* Material for the task *
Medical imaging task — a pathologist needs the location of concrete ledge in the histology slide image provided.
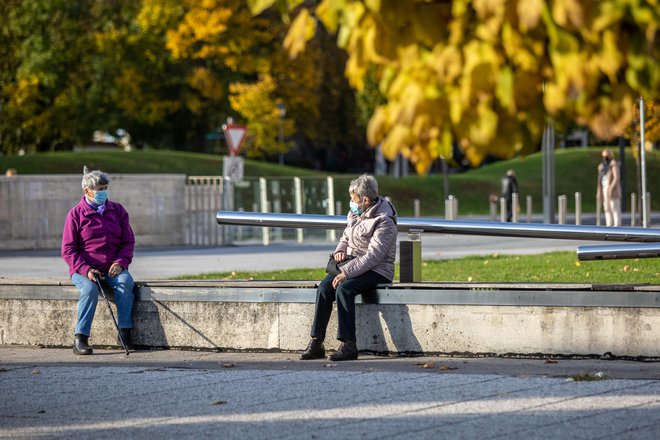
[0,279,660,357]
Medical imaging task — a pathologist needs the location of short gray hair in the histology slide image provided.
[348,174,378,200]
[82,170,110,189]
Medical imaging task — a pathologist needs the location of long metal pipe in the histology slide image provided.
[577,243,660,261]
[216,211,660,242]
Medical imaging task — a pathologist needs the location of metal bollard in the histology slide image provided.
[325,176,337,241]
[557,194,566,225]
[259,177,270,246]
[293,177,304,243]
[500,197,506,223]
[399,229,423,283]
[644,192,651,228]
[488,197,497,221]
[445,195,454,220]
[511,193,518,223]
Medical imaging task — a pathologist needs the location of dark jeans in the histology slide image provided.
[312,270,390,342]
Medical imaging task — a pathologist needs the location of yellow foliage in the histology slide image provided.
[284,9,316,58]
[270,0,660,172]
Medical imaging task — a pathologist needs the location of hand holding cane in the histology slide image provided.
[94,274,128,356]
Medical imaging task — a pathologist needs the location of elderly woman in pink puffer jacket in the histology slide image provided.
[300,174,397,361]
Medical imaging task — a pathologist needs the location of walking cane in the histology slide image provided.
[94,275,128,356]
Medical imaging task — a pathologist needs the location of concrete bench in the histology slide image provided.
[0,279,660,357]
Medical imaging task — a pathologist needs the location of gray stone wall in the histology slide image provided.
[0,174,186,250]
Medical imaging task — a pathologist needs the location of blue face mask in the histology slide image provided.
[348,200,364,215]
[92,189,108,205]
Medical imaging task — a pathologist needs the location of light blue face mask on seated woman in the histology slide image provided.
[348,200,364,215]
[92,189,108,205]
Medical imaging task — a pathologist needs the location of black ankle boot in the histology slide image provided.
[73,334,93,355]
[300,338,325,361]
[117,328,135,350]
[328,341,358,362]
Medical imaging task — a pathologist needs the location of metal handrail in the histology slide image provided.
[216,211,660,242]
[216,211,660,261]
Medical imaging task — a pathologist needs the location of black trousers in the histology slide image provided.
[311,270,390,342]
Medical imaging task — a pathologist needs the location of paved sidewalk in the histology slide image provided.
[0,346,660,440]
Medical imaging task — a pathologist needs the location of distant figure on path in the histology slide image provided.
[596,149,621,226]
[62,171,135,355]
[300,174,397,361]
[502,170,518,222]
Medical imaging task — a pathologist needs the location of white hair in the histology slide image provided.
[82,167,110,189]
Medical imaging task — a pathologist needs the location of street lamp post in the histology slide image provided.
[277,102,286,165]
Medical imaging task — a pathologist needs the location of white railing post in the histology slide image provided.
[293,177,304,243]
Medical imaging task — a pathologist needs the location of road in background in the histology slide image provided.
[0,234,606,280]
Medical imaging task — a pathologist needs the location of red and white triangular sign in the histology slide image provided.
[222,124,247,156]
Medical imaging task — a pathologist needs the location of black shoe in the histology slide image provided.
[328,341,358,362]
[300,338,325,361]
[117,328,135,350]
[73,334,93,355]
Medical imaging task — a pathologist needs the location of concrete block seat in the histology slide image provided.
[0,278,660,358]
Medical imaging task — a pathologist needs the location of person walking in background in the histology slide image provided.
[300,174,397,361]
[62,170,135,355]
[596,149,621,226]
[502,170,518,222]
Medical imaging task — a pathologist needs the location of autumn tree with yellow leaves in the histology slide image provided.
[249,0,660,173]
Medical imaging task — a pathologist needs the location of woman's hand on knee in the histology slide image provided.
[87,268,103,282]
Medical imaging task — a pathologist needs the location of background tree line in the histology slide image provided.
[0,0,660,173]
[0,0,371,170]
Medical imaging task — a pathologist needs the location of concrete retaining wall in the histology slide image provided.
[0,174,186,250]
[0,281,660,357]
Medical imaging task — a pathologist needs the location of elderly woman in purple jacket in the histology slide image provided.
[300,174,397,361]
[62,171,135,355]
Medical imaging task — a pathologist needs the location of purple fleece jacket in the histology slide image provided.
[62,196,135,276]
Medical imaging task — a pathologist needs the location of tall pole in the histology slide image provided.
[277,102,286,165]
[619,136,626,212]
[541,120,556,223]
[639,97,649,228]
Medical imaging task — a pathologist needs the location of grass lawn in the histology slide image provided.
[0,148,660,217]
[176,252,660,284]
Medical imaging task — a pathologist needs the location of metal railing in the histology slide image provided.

* Written problem *
Turn all of the data above into a JSON list of strings, one string per line, skipping blank lines and leaving out the pictures.

* Correct response *
[
  "Medical imaging task — a pathologist needs the location of concrete ledge in the histology slide image provided.",
  "[0,279,660,357]",
  "Medical imaging task — a pathologist needs the location of short gray hair in the histology slide image provided.",
  "[348,174,378,200]",
  "[82,170,110,189]",
  "Medical imaging task — a pathologist needs the location of long metal pipe in the histology slide image provided.",
  "[577,243,660,261]",
  "[216,211,660,242]",
  "Medical imaging task — a pathologist needs the location of metal bollard in the histology slide image provided.",
  "[325,176,337,241]",
  "[557,194,566,225]",
  "[259,177,270,246]",
  "[293,177,304,243]",
  "[500,197,506,223]",
  "[399,229,423,283]",
  "[644,192,651,228]",
  "[488,197,497,221]",
  "[445,195,454,220]",
  "[511,193,518,223]",
  "Medical imaging task — a pathologist needs the location of dark jeans in the histology slide image provided.",
  "[312,270,390,342]",
  "Medical imaging task — a pathologist needs the location of yellow foliage in the histology slide image provided.",
  "[284,9,316,58]",
  "[270,0,660,172]",
  "Medical imaging task — a pathologist needs the location of hand holding cane in the histology slide image provided.",
  "[94,274,128,356]",
  "Medical imaging task — a pathologist needs the location of elderly woman in pink puffer jacket in the histology slide image provided.",
  "[300,174,397,361]",
  "Medical imaging task — a pathologist needs the location of walking cane in the histology slide image provided.",
  "[94,275,128,356]",
  "Medical imaging task — a pathologist needs the location of concrete bench in the histology slide image provided.",
  "[0,279,660,357]",
  "Medical imaging task — a pathologist needs the location of gray stone wall in the histology slide image provided.",
  "[0,174,186,250]",
  "Medical imaging task — a pathologist needs the location of blue face mask in the histology slide image provided.",
  "[348,200,364,215]",
  "[92,189,108,205]",
  "Medical imaging task — a pathologist needs the location of light blue face mask on seated woman in the histology slide image provided.",
  "[348,200,364,215]",
  "[92,189,108,205]",
  "Medical imaging task — a pathologist needs the location of black ankle boot in the histology slide image provided.",
  "[73,334,93,355]",
  "[300,338,325,361]",
  "[117,328,135,350]",
  "[328,341,358,362]",
  "Medical imaging task — a pathologist needs the location of metal handrail in the histology slide image provided.",
  "[216,211,660,242]",
  "[216,211,660,261]",
  "Medical imaging task — a pathologist needs the location of black trousers in the histology slide image provided.",
  "[311,270,390,342]",
  "Medical imaging task — a pathologist needs the location of paved sidewalk in the histology slide image provided.",
  "[0,346,660,440]",
  "Medical imaging task — a pathologist needs the location of distant figure on path in the histology slide image provided.",
  "[596,149,621,226]",
  "[62,171,135,355]",
  "[300,174,397,361]",
  "[502,170,518,222]",
  "Medical imaging task — a pathologist needs the location of white hair in the histology slide image provided.",
  "[82,167,110,189]",
  "Medical imaging task — a pathologist needs the location of street lamp post in the histology slide image provided.",
  "[277,102,286,165]",
  "Medical imaging task — a pathologist needs the location of white railing post in the histology slide image provided.",
  "[293,177,304,243]",
  "Medical imaging task — a pathologist needs the location of road in background in the histology slide image provided.",
  "[0,234,606,280]",
  "Medical imaging task — a pathologist needs the location of red and white triangular sign in the histology slide image provided.",
  "[222,124,247,156]",
  "Medical imaging task — a pathologist needs the location of black shoe in the histology slide image provided.",
  "[328,341,358,362]",
  "[300,338,325,361]",
  "[117,328,135,350]",
  "[73,334,93,355]",
  "Medical imaging task — a pathologist needs the location of concrete block seat in the histology slide image provided.",
  "[0,278,660,358]",
  "Medical imaging task — a pathologist needs the location of person walking in background in the histology slide image provided.",
  "[300,174,397,361]",
  "[62,170,135,355]",
  "[596,149,621,226]",
  "[502,170,518,222]",
  "Medical imaging task — a pathologist needs the location of autumn tree with yellow leaves in the histology slide image provided.",
  "[249,0,660,173]",
  "Medical imaging task — a pathologist needs the location of woman's hand on knee in the histology slide image provided.",
  "[87,268,103,282]",
  "Medical imaging task — a pathologist needs the location of background tree line in the histology slide image provided.",
  "[0,0,660,173]",
  "[0,0,371,170]",
  "Medical imaging task — a pathologist needs the location of concrete retaining wall in the histology slide image provided.",
  "[0,174,186,250]",
  "[0,281,660,357]",
  "Medical imaging task — a pathologist needs the location of elderly woman in purple jacket in the histology slide image provided.",
  "[300,174,397,361]",
  "[62,171,135,355]",
  "Medical imaging task — a pathologist needs the location of purple fleece jacket in the histology slide image provided.",
  "[62,196,135,276]",
  "Medical imaging task — a pathologist needs the location of tall pole in the histology slide image provided.",
  "[277,102,286,165]",
  "[619,136,626,212]",
  "[541,120,556,223]",
  "[639,97,649,228]",
  "Medical imaging task — a pathologist needs the location of grass lawn in the histology slide image provided.",
  "[0,148,660,217]",
  "[176,252,660,284]",
  "Medical imaging task — a pathologist needs the location of metal railing in the histology slide image provided."
]